**Written request**
Copy the listing from its start up to and including the line with "left=206, top=109, right=358, bottom=213", keeping every line as it is except the answer coordinates, which should each be shifted by -143. Leave the pictures out.

==== Recorded data

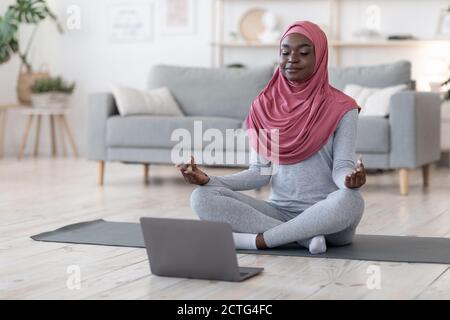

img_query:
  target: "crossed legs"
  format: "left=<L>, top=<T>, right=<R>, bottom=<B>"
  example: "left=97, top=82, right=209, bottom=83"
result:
left=191, top=186, right=364, bottom=248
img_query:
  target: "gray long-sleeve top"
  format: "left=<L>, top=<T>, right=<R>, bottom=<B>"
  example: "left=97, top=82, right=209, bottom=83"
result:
left=206, top=109, right=358, bottom=213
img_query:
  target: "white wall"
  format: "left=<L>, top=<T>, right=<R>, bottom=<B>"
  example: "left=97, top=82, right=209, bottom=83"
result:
left=0, top=0, right=450, bottom=156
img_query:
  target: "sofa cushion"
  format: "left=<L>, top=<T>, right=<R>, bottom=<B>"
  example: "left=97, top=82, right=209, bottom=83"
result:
left=148, top=65, right=274, bottom=120
left=328, top=61, right=411, bottom=90
left=106, top=115, right=246, bottom=148
left=356, top=116, right=390, bottom=153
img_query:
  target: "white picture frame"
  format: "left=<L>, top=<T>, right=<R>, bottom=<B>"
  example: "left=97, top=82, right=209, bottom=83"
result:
left=441, top=11, right=450, bottom=37
left=162, top=0, right=196, bottom=35
left=436, top=10, right=450, bottom=39
left=108, top=2, right=154, bottom=42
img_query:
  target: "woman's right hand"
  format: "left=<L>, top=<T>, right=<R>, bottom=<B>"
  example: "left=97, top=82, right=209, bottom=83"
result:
left=176, top=156, right=209, bottom=185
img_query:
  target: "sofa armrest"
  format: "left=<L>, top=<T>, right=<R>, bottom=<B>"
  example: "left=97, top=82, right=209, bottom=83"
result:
left=389, top=91, right=441, bottom=168
left=86, top=93, right=118, bottom=160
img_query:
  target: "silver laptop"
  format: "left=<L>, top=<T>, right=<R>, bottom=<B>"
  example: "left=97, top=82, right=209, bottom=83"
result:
left=140, top=218, right=264, bottom=281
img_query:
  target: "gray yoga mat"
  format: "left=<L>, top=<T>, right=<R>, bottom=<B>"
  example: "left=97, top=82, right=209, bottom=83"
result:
left=31, top=220, right=450, bottom=264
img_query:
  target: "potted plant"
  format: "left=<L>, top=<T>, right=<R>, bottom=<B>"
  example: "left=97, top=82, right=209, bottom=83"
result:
left=0, top=0, right=63, bottom=104
left=31, top=77, right=75, bottom=108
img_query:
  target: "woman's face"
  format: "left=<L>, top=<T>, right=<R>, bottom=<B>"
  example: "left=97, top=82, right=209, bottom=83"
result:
left=280, top=33, right=316, bottom=82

========

**Exercise answer**
img_query:
  target: "crossed legs"
  format: "left=<L>, top=<T>, right=<R>, bottom=<B>"
  example: "left=97, top=82, right=209, bottom=83"
result:
left=48, top=43, right=221, bottom=105
img_query:
  target: "gray long-sleeve top"
  format: "left=<L>, top=<T>, right=<R>, bottom=<B>"
  example: "left=97, top=82, right=209, bottom=83"
result:
left=63, top=-34, right=215, bottom=70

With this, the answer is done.